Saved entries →
::::
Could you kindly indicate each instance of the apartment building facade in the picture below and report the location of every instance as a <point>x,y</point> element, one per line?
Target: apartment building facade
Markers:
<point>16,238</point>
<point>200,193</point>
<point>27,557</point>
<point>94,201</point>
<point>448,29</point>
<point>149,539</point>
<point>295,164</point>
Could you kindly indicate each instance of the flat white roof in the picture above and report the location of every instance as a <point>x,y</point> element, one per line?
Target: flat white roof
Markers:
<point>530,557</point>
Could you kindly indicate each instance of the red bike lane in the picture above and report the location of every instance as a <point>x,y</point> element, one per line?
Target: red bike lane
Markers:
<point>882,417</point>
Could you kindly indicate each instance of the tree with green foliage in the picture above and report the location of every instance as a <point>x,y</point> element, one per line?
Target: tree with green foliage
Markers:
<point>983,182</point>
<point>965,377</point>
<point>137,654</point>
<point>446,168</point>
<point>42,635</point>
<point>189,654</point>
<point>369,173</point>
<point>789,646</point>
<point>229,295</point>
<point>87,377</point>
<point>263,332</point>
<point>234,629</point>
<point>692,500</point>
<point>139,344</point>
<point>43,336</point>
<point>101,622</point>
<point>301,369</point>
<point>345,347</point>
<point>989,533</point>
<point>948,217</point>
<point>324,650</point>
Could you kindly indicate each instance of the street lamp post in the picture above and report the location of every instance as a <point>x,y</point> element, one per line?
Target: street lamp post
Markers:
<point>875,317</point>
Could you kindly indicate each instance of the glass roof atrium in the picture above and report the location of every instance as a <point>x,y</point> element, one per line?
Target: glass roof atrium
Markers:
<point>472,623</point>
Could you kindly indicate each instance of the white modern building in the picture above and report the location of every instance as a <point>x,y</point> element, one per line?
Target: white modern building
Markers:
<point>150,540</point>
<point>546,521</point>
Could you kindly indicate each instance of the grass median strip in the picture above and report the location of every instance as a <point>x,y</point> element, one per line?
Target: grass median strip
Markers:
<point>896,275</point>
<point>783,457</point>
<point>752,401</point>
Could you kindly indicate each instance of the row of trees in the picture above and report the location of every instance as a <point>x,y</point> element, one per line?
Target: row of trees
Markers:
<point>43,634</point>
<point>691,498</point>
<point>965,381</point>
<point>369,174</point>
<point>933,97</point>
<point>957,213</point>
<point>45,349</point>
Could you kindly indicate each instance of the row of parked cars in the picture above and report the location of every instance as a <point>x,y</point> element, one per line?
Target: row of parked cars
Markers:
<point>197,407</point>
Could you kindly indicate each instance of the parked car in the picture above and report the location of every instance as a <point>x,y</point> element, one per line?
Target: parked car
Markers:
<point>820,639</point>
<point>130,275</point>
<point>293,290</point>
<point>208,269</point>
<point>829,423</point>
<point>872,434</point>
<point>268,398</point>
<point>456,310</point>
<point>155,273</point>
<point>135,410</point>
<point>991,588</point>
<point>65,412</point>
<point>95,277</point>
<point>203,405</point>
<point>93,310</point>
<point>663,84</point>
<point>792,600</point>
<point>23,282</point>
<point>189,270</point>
::::
THE PROBLEM → Reproduce exactly the lines above from the line with "Could you kindly indicate each instance of the grass" to the line with "Target: row of trees", including both, and add nothing.

THE COMPLETED TASK →
Could you kindly indicate each instance of the grass median strip in the picture above and report the location of every instance as a <point>x,y</point> element, one per line?
Target: grass median strip
Markers:
<point>896,275</point>
<point>783,457</point>
<point>752,401</point>
Could you kindly indicate each instance of the row of trees in the picture above and report the location of every instance as a <point>x,y</point> element, one per line?
Target: row of trees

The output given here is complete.